◆ **Items in a dataset**:
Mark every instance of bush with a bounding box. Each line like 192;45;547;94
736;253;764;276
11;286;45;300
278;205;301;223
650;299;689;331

◆ **Written exercise**:
Write out every one of the records above, keeping each line unchanged.

◆ **Answer**:
Mark every instance of bush with a bounding box. Each line like 192;45;547;94
736;253;764;276
11;286;45;300
278;205;301;223
650;299;689;331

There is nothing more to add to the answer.